• **WORK INSTRUCTIONS**
Reproduce every record below exactly as it appears.

• **PROVIDED MATERIAL**
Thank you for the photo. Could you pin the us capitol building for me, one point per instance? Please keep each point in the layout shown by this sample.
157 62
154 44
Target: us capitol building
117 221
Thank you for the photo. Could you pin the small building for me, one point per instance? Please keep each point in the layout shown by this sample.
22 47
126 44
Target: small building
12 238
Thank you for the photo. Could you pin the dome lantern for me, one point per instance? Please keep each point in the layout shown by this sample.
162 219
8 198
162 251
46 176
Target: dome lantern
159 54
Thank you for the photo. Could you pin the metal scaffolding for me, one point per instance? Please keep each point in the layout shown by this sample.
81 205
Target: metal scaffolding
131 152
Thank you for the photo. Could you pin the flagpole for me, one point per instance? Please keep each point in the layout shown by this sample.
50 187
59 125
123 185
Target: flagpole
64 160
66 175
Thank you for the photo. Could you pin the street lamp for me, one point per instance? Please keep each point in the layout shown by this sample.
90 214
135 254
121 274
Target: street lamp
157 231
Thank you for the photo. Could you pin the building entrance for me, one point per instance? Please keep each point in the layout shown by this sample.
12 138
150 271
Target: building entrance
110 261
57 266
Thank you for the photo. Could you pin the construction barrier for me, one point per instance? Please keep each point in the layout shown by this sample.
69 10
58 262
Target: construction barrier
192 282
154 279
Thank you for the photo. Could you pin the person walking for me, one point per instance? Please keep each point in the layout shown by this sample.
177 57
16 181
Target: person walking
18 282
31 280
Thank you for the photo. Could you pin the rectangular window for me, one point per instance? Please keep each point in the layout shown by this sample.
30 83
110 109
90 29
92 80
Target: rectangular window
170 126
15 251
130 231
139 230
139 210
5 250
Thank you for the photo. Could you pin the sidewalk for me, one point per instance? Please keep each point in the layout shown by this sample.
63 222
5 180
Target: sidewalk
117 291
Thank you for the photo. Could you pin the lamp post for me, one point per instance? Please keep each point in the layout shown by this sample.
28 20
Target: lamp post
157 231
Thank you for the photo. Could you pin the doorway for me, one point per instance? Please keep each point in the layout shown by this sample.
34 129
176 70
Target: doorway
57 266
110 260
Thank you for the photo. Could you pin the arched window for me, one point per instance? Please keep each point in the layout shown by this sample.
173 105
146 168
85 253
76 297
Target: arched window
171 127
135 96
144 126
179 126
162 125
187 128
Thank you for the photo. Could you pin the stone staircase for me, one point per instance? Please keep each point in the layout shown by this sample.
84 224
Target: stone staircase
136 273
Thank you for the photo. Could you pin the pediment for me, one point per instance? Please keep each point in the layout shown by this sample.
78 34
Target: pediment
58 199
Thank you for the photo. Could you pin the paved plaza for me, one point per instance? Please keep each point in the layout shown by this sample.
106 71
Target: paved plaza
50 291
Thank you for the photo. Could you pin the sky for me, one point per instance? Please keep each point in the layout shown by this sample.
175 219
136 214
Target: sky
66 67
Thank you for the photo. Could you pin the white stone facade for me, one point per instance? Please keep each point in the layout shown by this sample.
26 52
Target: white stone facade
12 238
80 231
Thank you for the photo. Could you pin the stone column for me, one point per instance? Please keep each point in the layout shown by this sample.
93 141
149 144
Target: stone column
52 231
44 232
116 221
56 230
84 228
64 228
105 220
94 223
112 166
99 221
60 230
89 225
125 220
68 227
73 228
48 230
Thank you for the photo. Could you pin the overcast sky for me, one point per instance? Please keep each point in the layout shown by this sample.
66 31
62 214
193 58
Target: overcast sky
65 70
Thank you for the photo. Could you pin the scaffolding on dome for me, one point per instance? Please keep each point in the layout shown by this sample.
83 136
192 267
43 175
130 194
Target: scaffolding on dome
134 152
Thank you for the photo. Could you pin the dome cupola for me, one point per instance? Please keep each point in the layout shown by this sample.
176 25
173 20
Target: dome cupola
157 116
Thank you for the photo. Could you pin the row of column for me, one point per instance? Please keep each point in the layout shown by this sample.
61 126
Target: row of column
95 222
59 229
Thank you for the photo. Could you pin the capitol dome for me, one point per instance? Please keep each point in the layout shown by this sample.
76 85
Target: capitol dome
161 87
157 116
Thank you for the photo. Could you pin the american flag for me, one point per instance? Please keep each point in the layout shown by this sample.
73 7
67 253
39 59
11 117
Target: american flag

• **COMPLETED TASK**
Thank you for the photo. Could you pin the us capitol building for me, one point per instance? Please keep each point in the layout shown by this sample.
157 62
154 44
Target: us capitol building
117 221
Thank you for the photo. Could you pin the small building for me, one point per instance? Please keep each point in the layout shown by this sample.
22 47
126 44
Target: small building
12 238
Thank you for the photo. Could you pin the dome lantern for me, one point per instance? Please keep each point in the layout shown by this sample.
162 219
8 198
162 251
46 176
Target: dome lantern
159 54
Thank you for the photo. Could you pin the metal scaffolding for me, one point per instance? Please keep each point in the layout shown by this sample.
81 205
Target: metal scaffolding
131 152
Thank you for the photo. Could you pin the flagpole for me, one point per instance? Please keep each point in the layout shown by this sample.
50 187
59 125
123 185
Target: flagpole
64 160
66 175
Thank you for the photo. Could you pin the street lamp for me, one point per instance? Please keep each point in the layout shown by this sample.
90 214
135 254
121 274
Target: street lamp
157 231
Thank you for the photo. Could you pin the building entrance for me, one point per instance? Please keep each point in the layout shown by this sample.
12 138
150 271
Target: building entrance
110 261
57 266
Thank you for the photo. Could you pin the construction barrier for me, one point per instance? Please keep each point in the layout shown by this sample.
69 10
58 262
Target: construction barrier
192 282
154 279
Thank you for the photo. Could you pin the person walking for me, one point per instance? Please keep each point in the layout shown by this sample.
177 57
16 181
Target: person walking
18 282
31 280
Thank you for the photo. Could you pin the rectangular window for me, one point per instance? Please keep each point in the layout shown by this sample.
30 83
110 109
90 29
92 80
Target: rectangular window
170 126
15 251
130 231
139 230
139 210
5 250
Thank you for the photo. Could you pin the sidewalk for me, one point per instance? Please keep each point in the layout shown by this sample.
63 222
5 180
Target: sidewalk
117 291
Thank you for the photo. Could you pin the lamp post for me, one point per instance? Please keep each point in the layout shown by this sample.
28 20
Target: lamp post
157 231
Thank you for the photo. Could you pin the doorway for me, one point per instance? Please keep each point in the layout shown by this sample.
34 129
176 70
Target: doorway
57 266
110 260
Thank you for the photo. Could you pin the arched window for me, one point per instance? Please keep each point in the layout shown by this sample.
173 105
146 168
85 253
76 297
Target: arched window
171 127
135 96
144 126
179 126
162 125
187 128
Thank you for the photo. Could you pin the stone staircase for me, one point per instance? Please keep each point in the layout shown by this sample.
84 224
Target: stone staircase
136 273
Thank you for the photo. Could you pin the pediment for me, one point per instance? Please keep each point in the layout shown by this sample.
78 34
Target: pediment
58 199
Thank you for the photo. Could you pin the paved plaza for me, one point per instance? Please keep each point in the layout shown by this sample.
106 71
Target: paved plaza
50 291
Thank you for the photo. Could you pin the sky for me, one point per instance? Please keep each point in the layout shown by this sample.
175 219
136 214
Target: sky
66 67
Thank you for the photo. Could you pin the white stone facade for me, one point per instance? Please keep each point in the layout shown by this sample.
26 52
Target: white stone facade
12 238
80 231
Thank you for the photo. Could you pin the stone column for me, one point per instance? Please keep each point in the layout shown by this sample.
93 141
149 144
Target: stone column
52 231
44 232
116 221
56 230
84 228
64 228
105 220
94 223
112 166
99 221
60 230
89 225
125 220
68 227
73 228
48 230
Thank you for the photo. Could you pin the overcast sky for me, one point per instance? Please keep each point in the layout shown by this sample.
66 31
62 214
193 58
Target: overcast sky
65 70
Thank you for the photo. Could you pin the scaffolding on dome for me, one point per instance? Please keep each point in the layout shown by this sample.
83 136
192 267
43 175
130 194
Target: scaffolding on dome
134 152
Thank you for the photo. Could you pin the dome cupola for me, one point per instance? Please keep each point in the layout shown by this sample.
176 25
173 20
Target: dome cupola
157 116
Thank you for the photo. Could you pin the row of column for me, one point per instance? Please keep each point in the layout shown by this sample.
61 126
Target: row of column
95 222
59 229
Thank you for the photo. Could you pin the capitol dome for me, one point per instance? Please keep each point in the layout shown by this sample.
76 85
Target: capitol dome
161 87
157 116
Thank you for the photo. Could you pin the american flag for me, one point per instance? Please keep each point in the layout shown by this sample.
73 7
67 253
39 59
11 117
Target: american flag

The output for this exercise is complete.